> _Aim_: Copy the material from its start through the line containing "719, 91, 770, 124", requests included, and increase every bounding-box coordinate in the answers by 150. Leave the pictures out.

> _Records for processing_:
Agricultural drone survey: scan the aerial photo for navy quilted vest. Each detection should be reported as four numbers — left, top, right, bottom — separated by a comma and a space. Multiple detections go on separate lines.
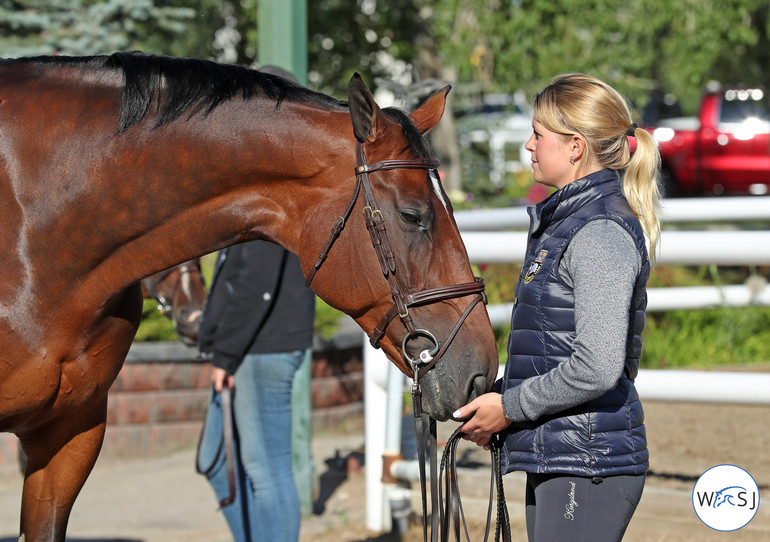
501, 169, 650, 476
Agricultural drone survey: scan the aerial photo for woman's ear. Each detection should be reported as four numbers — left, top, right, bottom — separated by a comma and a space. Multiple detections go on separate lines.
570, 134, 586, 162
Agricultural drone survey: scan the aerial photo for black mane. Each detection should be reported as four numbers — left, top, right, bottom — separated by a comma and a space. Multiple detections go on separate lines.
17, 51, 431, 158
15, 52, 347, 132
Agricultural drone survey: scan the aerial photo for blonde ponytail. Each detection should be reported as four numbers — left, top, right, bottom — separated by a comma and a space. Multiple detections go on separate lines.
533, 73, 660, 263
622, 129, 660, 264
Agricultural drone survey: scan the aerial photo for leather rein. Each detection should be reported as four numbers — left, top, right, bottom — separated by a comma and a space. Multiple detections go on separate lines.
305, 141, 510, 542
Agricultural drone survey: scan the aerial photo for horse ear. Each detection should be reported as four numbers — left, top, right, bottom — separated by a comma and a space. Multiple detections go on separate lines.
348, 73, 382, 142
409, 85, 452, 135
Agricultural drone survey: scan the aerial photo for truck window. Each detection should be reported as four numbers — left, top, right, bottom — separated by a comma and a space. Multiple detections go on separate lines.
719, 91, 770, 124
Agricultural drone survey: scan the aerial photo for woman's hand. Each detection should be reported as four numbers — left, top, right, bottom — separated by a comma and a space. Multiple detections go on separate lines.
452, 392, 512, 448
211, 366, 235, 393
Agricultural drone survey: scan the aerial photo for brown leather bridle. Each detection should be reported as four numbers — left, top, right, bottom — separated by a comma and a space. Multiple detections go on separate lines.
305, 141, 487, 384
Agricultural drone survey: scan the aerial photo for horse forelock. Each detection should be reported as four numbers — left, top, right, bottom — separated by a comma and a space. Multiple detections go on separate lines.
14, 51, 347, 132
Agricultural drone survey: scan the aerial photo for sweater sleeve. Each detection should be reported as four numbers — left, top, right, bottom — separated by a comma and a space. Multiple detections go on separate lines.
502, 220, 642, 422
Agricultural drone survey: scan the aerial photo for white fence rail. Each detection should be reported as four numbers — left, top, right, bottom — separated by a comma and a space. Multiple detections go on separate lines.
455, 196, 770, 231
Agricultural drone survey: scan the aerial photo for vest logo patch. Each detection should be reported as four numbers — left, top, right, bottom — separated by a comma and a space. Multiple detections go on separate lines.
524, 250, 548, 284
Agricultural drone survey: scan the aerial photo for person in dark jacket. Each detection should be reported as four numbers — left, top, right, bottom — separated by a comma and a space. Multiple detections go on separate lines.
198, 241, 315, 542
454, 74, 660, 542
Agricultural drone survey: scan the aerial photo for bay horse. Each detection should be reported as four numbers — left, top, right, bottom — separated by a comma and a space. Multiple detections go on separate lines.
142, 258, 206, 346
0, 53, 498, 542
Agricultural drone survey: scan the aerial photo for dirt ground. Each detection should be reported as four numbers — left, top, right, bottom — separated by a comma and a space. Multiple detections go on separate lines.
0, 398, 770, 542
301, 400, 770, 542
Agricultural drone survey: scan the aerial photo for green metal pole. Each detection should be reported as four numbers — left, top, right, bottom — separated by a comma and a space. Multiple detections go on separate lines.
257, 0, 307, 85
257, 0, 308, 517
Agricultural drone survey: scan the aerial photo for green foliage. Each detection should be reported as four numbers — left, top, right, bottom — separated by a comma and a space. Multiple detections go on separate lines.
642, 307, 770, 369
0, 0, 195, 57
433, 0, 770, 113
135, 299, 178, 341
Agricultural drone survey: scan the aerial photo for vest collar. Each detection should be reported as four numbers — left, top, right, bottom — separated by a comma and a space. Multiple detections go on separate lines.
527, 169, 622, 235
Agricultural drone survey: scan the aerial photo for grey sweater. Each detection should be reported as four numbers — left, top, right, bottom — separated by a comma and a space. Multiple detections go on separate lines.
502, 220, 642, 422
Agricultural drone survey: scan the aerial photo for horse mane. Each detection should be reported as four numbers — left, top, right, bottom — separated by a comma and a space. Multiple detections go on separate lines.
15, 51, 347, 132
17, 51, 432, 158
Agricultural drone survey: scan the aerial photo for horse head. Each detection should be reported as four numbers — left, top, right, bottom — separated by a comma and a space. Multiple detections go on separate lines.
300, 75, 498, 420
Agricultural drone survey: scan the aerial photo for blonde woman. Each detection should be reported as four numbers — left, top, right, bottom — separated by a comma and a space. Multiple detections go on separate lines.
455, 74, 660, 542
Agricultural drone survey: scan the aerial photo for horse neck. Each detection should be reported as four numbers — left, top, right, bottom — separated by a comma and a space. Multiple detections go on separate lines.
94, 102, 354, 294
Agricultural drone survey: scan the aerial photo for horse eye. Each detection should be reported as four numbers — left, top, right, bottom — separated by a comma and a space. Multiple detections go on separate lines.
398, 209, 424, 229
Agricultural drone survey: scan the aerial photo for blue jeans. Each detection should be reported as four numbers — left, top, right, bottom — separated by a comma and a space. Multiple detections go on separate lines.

> _Full output_:
Agricultural drone survey: scan the aerial photo for navy quilted vest. Each detection should be reported as four numbers — left, top, right, bottom — separated by a comma and a space. Multiple detections go on separate lines.
651, 319, 800, 626
Agricultural drone survey: scan the aerial photo for woman's ear. Each detection should be reported as four numbers — left, top, right, bottom — separated by a comma and a space. Multiple detections go on separate lines.
720, 284, 736, 312
Agricultural drone survey: scan the aerial photo for black mane. Each detection should be reported as four numbers — left, top, right, bottom — separated by a comma and a space. Multiple detections go on separate lines.
167, 201, 581, 308
165, 202, 497, 282
Agricultural drone survey: scan the aerial photo for blonde ponytail. Each detection should be reported as four numbers — left, top, right, bottom — separated by a comma and a space. Multiple detections go on separate lines.
683, 223, 810, 413
772, 279, 810, 414
Agricultural drone survey: scan the aerial photo for leather rein. Each detection should be reported as four numbers — left, top, right, bottom — separated by a comma and a space. Multiple detections go on separate lines.
455, 291, 660, 692
Agricultural drone survey: scan the aerial photo for horse ear. Each detection should be reported as four numbers — left, top, right, bottom — separated by a comma and a space. Multiple detections go on separate lines.
498, 223, 532, 292
559, 235, 602, 285
Agricultural drone survey: scan the aerial photo for truck window. Each detection should be reported as four numbers — left, top, right, bottom — separated by a comma and a space. Multiple detections go on separate lines.
869, 241, 920, 274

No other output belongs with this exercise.